(Extract to read)

Discussion
Our new microbial DNA extraction method is effective for avian fecal samples (Figs. 1 and 3; Table 3; Supp. Figs. 1-4) which have been traditionally challenging materials for use in DNA extractions and preen gland oil samples (Fig. 2; Table 4; Supp. Figs. 3-4), both collected across a broad range of avian species. Further, our method successfully extracted DNA from both gram-positive and gram-negative bacteria (Table 5). Additionally, the ease and relative cost effectiveness of our method (Supplemental Table 1) makes it particularly advantageous. We hope that our method will facilitate advances in our understanding of microbiomes from multiple reservoirs across a wide range of avian species.
While the host microbiome of an organism has shown to be a crucial determinant of the overall health of an organism, the full extent of the coevolutionary relationships between a host and its symbiotic microbes is not known. Recent discoveries have shown hosts rely on microbes for health and protection against viruses and pathogens, breaking down compounds, digestion, cognitive function, growth, development, and more. Gut microbiomes are particularly important in many taxa. To sample the gut microbiome of birds, cloacal swabs have been shown to be nonrepresentative of microbial diversity, only accounting for one component of the digestive tract, whereas fecal samples travel the whole digestive tract and are thus accurate representations of the entire gut microbiome. However, existing DNA extraction methods have not been consistently successful when working with avian fecal samples . Birds and reptiles combine their uric waste with their fecal waste, thus creating added difficulty in extracting DNA from fecal samples. Our method is not only reliable with such samples but is considerably cheaper than most commercial kits used to extract avian microbiome DNA (Supplemental Table 1). The low cost and high reliability of our method will improve the feasibility and accessibility of research on avian host microbiomes.

(End Extract to read)

## Directions for this task
Please state what birds and reptiles combine their fecal waste with, according to the discussion above.

(Entries provided)

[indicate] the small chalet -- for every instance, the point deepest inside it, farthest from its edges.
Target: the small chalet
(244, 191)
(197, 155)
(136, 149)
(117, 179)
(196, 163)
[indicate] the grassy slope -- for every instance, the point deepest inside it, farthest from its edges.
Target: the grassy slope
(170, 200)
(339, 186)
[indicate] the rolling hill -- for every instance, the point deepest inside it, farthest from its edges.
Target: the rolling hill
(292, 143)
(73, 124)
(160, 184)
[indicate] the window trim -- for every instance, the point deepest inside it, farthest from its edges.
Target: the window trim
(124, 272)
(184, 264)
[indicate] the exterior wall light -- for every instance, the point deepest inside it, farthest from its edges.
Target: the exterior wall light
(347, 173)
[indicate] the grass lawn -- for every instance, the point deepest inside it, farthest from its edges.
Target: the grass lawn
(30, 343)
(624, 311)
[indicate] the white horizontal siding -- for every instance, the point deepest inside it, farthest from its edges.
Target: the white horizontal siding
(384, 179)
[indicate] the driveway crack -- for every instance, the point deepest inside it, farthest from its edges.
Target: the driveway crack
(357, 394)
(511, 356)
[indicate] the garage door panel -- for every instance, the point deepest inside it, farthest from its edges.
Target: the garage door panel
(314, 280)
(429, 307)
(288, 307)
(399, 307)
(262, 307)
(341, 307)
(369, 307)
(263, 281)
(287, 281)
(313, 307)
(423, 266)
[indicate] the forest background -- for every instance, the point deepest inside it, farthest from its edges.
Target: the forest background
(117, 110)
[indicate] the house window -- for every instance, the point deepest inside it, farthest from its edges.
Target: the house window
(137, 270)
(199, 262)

(End Entries provided)
(Entries provided)

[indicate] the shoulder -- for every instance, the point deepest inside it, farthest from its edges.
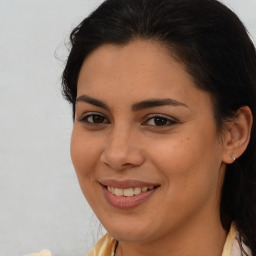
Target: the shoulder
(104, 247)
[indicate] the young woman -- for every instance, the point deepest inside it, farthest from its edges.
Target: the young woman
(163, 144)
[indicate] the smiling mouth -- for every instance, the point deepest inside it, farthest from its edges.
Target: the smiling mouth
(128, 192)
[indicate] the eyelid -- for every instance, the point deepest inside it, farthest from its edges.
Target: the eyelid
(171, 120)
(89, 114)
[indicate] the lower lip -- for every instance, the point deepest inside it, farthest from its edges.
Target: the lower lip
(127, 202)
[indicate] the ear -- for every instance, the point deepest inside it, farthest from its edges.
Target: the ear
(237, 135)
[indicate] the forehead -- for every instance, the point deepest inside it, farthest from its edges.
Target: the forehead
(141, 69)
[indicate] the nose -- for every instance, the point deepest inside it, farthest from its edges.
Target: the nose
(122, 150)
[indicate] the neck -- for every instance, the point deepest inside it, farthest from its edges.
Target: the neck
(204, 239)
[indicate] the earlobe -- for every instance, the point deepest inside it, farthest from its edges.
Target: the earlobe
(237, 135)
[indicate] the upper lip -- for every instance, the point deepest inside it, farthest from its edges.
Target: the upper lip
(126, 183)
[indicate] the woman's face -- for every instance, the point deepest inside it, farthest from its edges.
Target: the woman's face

(End Entries provided)

## Response area
Their uric waste.